* [Enunciado da tarefa 1]
Altere a parte do trecho sobre a exportação de animais vivos que começa com as palavras "Mercado segue atraente" e termina com "durante os embarques.", trocando "produtores" por "criadores".

* [Trecho selecionado]
A deputada Ana Paula Lima (PT-SC) também apresentou projeto que proíbe a exportação de animais vivos. O texto recebeu parecer contrário do deputado Rodolfo Nogueira (PL-MS) na Comissão de Agricultura, surpreendendo segmentos do mercado, já que o Mato Grosso do Sul não realiza embarques desse tipo.
Mercado segue atraente
Apesar dos riscos e da crescente oposição, produtores mantêm interesse na atividade. Segundo representantes do setor, compradores do Oriente Médio pagam entre 15% e 25% a mais por animais vivos que atendam requisitos específicos, margem superior à obtida com carne refrigerada.
Historicamente, acidentes graves marcam o debate. Em 2015, o naufrágio do navio Haidar com quase 5.000 bois provocou grande desastre ambiental em Barcarena (PA). Três anos antes, 2.750 animais morreram por pane no sistema de ventilação do MV Gracia Del Mar. No Porto de São Sebastião (SP), moradores reclamam de trânsito e mau cheiro durante os embarques.
Mesmo sob críticas, o Brasil deverá fechar 2025 com novo recorde e liderança global no transporte marítimo de bovinos vivos.

* [Enunciado da tarefa 2]
Converta em uma lista JSON de strings, uma para cada linha e sem as linhas em branco, a parte dos registros que vai da linha que contém "red jersey number" até o fim dos registros, incluindo essa primeira linha.

* [Registros do conjunto]
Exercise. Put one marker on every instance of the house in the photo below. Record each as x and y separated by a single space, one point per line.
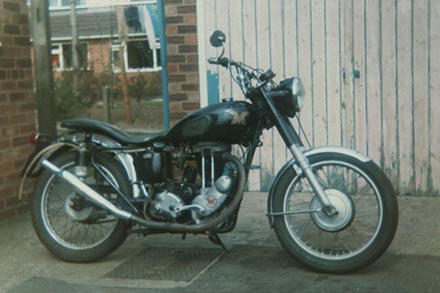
98 30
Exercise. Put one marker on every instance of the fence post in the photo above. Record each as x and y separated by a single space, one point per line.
106 105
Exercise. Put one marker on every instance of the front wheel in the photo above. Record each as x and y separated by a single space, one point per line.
357 235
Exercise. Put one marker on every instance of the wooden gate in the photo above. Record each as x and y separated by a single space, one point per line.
371 71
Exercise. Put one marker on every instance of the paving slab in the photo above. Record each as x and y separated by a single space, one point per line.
255 261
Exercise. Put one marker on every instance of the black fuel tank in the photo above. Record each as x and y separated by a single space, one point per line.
229 122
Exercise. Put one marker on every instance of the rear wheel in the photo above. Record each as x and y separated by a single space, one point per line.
361 231
71 227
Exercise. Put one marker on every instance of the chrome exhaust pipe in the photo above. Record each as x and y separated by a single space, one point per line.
200 227
88 192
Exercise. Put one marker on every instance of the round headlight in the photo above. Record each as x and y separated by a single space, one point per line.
298 92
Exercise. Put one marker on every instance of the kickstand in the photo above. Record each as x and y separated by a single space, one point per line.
214 238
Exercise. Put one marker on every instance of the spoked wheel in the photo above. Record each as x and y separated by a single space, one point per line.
71 227
358 234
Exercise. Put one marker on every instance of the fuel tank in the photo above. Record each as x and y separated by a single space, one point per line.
230 122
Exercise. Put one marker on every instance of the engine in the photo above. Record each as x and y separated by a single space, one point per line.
198 184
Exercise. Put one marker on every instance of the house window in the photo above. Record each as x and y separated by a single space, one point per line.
138 56
62 56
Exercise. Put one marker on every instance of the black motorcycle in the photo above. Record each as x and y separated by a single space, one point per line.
332 208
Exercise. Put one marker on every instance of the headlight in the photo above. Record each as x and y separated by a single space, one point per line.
298 92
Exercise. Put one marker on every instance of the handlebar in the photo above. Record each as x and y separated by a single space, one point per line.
244 74
225 62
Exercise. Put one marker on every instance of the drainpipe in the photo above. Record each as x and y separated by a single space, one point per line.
164 63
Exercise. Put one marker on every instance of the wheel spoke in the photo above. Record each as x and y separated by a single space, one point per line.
348 184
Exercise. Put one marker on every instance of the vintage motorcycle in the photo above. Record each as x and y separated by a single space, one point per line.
332 208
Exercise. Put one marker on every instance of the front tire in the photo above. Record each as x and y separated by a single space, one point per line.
69 226
355 237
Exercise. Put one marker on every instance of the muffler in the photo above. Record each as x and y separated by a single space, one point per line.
102 202
88 192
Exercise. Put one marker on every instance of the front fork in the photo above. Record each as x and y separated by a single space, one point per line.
295 146
305 167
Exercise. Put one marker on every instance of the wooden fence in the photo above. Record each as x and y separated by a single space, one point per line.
371 71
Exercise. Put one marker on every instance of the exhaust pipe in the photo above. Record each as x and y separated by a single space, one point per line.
202 226
89 193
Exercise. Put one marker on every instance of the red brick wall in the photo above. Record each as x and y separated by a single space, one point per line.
17 110
182 51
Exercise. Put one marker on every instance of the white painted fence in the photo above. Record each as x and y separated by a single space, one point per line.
371 70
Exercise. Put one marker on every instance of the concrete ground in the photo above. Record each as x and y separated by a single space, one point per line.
255 263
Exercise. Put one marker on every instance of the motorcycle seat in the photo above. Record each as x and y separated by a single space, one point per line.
111 131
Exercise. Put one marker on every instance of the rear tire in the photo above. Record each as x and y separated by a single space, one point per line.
70 227
358 235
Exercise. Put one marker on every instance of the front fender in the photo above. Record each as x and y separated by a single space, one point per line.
292 164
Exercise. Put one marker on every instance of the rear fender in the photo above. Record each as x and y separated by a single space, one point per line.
68 142
292 165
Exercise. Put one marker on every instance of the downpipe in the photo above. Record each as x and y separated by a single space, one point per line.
102 202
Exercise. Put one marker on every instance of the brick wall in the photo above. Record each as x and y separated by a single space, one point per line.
183 74
17 114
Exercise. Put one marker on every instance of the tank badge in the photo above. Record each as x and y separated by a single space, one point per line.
238 118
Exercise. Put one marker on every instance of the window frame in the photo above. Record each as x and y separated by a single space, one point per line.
114 47
57 48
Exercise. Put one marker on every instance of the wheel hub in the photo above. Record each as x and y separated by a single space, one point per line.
344 207
80 213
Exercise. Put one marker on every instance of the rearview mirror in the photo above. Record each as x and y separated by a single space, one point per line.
217 39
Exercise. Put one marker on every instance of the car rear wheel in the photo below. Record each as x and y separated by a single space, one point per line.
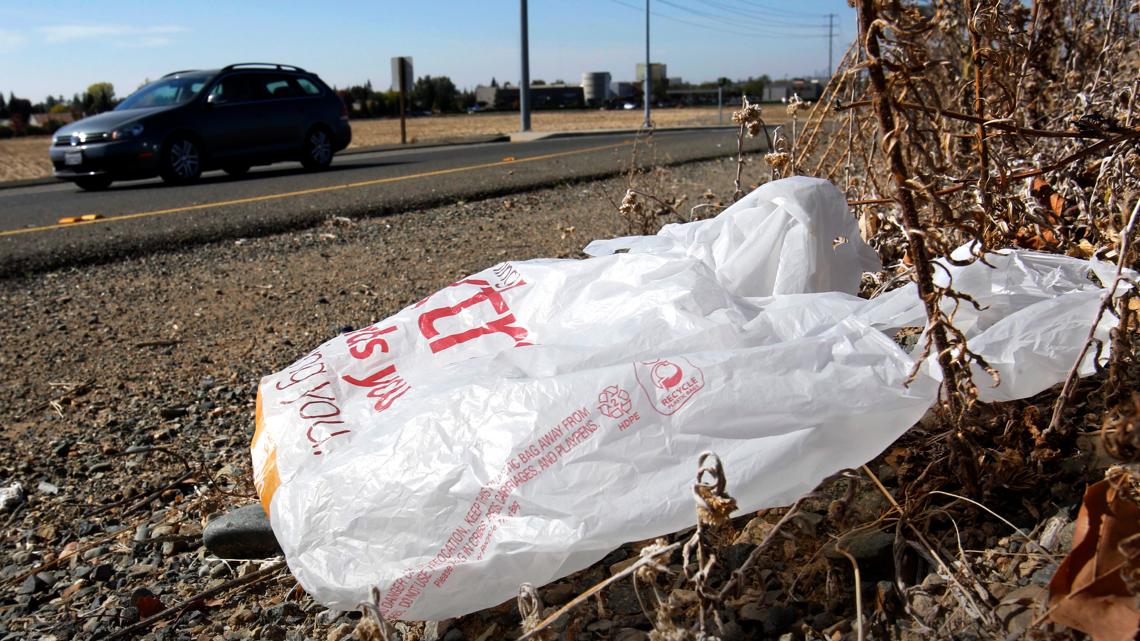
181 161
94 183
318 148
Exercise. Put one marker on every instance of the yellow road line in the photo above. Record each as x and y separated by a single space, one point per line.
308 192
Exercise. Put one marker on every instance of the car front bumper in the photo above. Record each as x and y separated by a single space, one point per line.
120 159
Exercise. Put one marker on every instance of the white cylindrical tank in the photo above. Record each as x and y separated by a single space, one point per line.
595 84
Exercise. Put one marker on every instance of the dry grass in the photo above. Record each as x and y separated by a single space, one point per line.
27 157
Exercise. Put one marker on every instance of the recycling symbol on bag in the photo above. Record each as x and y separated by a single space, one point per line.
613 402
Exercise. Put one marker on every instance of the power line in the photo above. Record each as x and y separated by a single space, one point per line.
730 19
762 16
722 30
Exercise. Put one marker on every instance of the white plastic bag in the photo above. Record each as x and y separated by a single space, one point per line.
519 424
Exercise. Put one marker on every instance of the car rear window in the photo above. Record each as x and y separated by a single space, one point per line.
308 87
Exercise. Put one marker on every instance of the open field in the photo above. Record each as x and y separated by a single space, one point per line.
27 157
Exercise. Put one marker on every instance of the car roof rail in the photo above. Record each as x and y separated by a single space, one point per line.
262 65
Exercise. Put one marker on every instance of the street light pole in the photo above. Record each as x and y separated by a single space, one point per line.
524 83
649 74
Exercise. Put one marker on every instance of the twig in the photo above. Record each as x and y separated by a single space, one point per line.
579 599
965 594
858 591
237 582
994 123
1109 295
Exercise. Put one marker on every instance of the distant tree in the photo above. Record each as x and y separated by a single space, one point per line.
754 87
103 97
436 94
19 110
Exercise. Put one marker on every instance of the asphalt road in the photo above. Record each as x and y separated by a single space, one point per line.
139 217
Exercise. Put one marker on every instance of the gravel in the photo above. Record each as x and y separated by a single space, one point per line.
129 390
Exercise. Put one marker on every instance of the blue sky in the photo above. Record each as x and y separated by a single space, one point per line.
62 47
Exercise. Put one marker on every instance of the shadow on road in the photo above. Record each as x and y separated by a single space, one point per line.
218 178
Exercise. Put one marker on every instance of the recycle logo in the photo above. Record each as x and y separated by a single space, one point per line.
613 402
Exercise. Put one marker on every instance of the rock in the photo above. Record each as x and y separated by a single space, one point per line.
630 634
103 573
287 613
559 593
863 545
32 585
242 534
343 631
170 413
1017 610
11 496
273 633
755 532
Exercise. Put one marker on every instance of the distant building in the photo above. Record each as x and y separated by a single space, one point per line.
623 89
595 86
657 72
542 97
781 90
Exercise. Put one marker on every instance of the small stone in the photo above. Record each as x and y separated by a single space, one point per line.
171 413
241 617
103 573
755 532
287 613
99 468
11 496
243 534
630 634
863 546
343 631
751 611
558 594
32 585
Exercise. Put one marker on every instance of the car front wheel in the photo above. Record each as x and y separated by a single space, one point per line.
318 148
181 161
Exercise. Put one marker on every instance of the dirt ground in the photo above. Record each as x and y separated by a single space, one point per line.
27 157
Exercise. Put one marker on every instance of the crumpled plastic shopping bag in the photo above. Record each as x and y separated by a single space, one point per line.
522 422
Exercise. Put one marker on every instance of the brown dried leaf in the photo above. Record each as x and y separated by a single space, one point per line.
1088 592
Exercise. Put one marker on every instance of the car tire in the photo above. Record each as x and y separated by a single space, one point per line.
94 183
318 149
180 161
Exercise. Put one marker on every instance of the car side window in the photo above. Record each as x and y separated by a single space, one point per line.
279 87
235 88
308 87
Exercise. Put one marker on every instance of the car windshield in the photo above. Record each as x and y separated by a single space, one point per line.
164 92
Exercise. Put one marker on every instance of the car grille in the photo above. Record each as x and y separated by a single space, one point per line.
66 140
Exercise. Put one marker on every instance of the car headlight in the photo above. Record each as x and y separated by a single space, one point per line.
129 131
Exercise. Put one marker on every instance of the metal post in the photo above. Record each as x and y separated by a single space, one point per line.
830 18
649 71
524 84
404 103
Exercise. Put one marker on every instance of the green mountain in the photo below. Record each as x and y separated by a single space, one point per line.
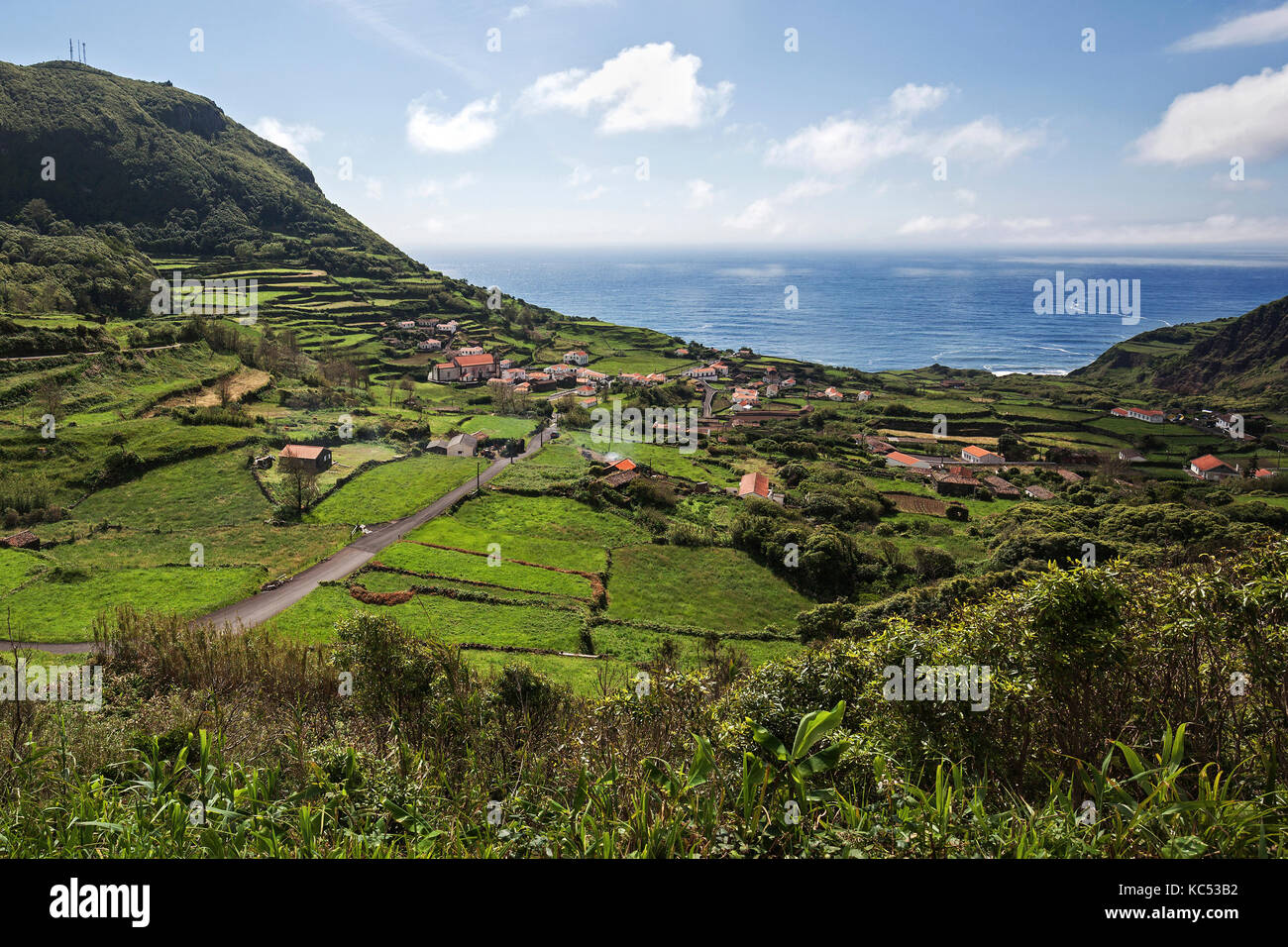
167 165
1239 357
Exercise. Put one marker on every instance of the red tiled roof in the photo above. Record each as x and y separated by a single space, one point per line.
754 483
902 458
1210 462
301 451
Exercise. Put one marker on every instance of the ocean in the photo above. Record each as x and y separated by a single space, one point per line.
875 311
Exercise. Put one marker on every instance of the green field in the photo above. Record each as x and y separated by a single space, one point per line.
189 495
64 611
707 587
430 561
393 489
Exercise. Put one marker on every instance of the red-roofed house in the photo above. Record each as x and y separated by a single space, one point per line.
478 368
907 460
1142 414
1211 468
755 484
304 458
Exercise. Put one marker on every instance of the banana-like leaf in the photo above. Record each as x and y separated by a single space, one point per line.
814 727
768 741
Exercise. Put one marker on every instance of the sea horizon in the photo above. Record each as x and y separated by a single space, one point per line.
874 309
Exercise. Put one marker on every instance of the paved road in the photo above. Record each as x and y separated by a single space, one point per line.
266 604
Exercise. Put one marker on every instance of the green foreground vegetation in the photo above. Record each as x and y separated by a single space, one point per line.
605 639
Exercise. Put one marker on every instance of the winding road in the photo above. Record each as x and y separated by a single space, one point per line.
263 605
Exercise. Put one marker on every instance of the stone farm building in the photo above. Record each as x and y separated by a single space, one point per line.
478 368
758 484
462 446
901 459
304 458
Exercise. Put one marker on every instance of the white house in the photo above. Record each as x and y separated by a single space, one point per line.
1232 425
978 455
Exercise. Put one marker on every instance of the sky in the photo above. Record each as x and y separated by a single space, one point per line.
724 123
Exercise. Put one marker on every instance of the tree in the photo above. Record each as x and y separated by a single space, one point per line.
301 487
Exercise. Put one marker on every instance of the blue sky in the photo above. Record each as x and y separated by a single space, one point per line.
658 123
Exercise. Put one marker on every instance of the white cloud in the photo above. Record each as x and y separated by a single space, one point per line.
927 224
436 188
1252 30
911 98
294 138
472 128
1081 231
580 175
759 215
769 213
838 146
846 146
700 193
1026 224
1247 119
640 89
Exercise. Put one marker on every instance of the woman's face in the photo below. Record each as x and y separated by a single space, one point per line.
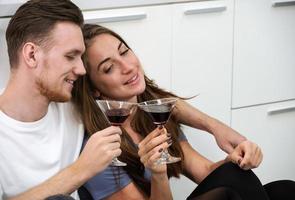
114 69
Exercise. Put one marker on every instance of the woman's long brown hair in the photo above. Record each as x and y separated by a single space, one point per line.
94 119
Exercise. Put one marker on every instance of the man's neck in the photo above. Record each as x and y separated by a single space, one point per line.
22 103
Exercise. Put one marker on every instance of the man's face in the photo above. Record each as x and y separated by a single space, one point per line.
60 64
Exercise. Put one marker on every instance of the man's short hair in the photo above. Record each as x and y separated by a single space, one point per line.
34 21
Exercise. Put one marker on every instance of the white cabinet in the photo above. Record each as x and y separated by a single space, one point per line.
272 127
4 62
264 47
147 30
201 64
264 84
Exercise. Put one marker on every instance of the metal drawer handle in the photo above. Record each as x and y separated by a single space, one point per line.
116 18
207 9
280 109
279 3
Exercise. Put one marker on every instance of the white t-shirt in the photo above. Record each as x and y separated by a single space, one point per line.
30 153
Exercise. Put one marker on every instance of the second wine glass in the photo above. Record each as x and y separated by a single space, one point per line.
160 111
116 112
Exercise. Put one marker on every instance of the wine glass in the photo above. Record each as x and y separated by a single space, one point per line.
160 111
116 112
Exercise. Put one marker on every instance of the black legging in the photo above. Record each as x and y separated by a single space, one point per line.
229 182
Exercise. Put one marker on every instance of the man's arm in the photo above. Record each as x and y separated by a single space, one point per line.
226 138
97 154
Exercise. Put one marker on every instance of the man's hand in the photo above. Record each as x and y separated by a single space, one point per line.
100 149
247 155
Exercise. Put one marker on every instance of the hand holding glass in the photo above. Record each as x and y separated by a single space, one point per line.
160 111
116 112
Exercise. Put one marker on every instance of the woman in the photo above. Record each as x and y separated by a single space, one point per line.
114 72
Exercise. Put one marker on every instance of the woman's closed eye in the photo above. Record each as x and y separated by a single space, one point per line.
124 52
107 69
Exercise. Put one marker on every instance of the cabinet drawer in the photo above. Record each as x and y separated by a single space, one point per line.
264 46
202 55
272 127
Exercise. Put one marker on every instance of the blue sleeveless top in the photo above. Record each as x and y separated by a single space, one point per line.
113 178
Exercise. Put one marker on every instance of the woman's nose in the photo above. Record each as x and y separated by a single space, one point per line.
126 67
79 68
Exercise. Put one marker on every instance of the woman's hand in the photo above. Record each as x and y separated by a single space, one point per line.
151 147
247 155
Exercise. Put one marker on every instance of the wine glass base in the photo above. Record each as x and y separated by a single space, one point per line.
166 158
117 163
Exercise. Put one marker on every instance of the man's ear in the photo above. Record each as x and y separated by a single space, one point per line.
29 54
96 93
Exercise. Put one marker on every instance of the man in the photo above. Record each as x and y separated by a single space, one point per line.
40 136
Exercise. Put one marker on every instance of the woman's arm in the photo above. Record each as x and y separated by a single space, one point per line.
226 138
198 167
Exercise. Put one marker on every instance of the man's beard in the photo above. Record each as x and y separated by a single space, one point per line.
50 93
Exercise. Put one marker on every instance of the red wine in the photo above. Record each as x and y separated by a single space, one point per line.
160 117
117 116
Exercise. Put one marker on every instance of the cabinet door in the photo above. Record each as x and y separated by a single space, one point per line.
201 64
4 63
272 127
147 30
264 62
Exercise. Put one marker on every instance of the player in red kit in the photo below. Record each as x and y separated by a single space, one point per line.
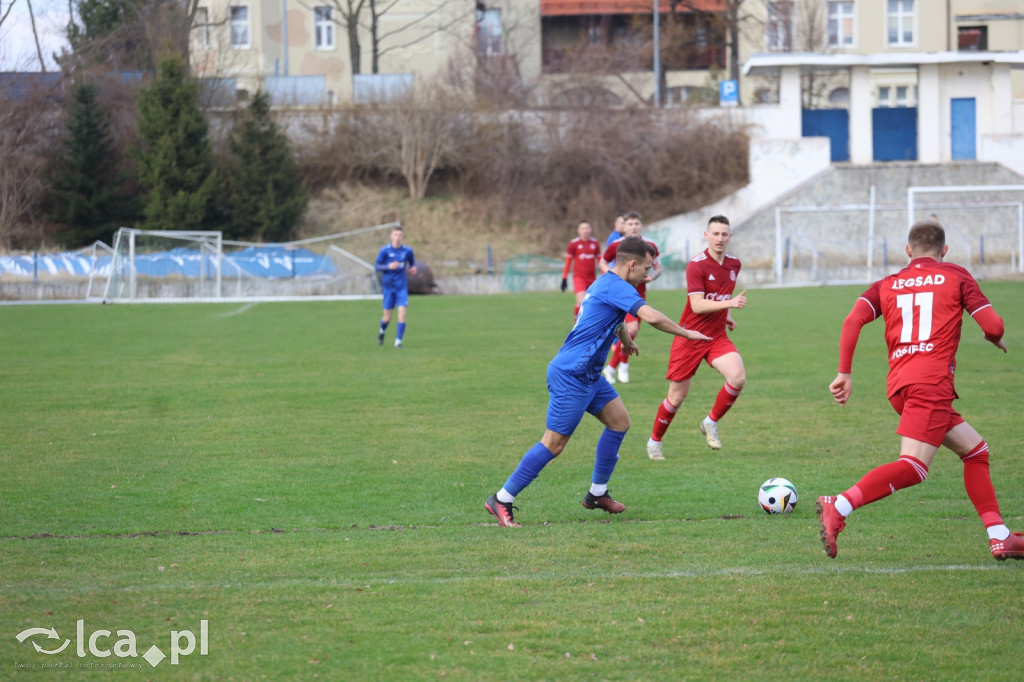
711 279
923 307
581 256
619 361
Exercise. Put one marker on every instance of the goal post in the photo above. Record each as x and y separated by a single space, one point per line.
198 253
203 266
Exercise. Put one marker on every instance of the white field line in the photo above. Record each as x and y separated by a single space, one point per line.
9 588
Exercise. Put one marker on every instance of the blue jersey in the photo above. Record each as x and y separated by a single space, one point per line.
603 308
388 254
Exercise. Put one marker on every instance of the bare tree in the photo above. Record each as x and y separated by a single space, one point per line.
28 130
412 33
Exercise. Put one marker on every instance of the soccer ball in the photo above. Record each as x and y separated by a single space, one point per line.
777 496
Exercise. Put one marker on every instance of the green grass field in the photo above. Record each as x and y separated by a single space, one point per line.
318 501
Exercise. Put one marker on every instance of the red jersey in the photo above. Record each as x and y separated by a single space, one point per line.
715 283
582 257
612 250
923 306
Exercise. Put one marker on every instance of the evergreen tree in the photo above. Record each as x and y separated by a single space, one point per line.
265 198
85 183
175 162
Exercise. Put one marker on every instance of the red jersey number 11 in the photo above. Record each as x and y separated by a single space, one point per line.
905 303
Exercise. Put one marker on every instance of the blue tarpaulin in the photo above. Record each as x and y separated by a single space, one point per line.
270 262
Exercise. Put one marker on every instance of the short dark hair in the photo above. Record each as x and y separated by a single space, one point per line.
633 248
927 237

* [Solução 1]
Mercado segue atraente
Apesar dos riscos e da crescente oposição, criadores mantêm interesse na atividade. Segundo representantes do setor, compradores do Oriente Médio pagam entre 15% e 25% a mais por animais vivos que atendam requisitos específicos, margem superior à obtida com carne refrigerada.
Historicamente, acidentes graves marcam o debate. Em 2015, o naufrágio do navio Haidar com quase 5.000 bois provocou grande desastre ambiental em Barcarena (PA). Três anos antes, 2.750 animais morreram por pane no sistema de ventilação do MV Gracia Del Mar. No Porto de São Sebastião (SP), moradores reclamam de trânsito e mau cheiro durante os embarques.

* [Solução 2]
[
  "Exercise. Put one marker on every instance of the red jersey number 11 in the photo above. Record each as x and y separated by a single space, one point per line.",
  "905 303",
  "Exercise. Put one marker on every instance of the blue tarpaulin in the photo above. Record each as x and y separated by a single space, one point per line.",
  "270 262",
  "Exercise. Put one marker on every instance of the short dark hair in the photo above. Record each as x and y separated by a single space, one point per line.",
  "633 248",
  "927 237"
]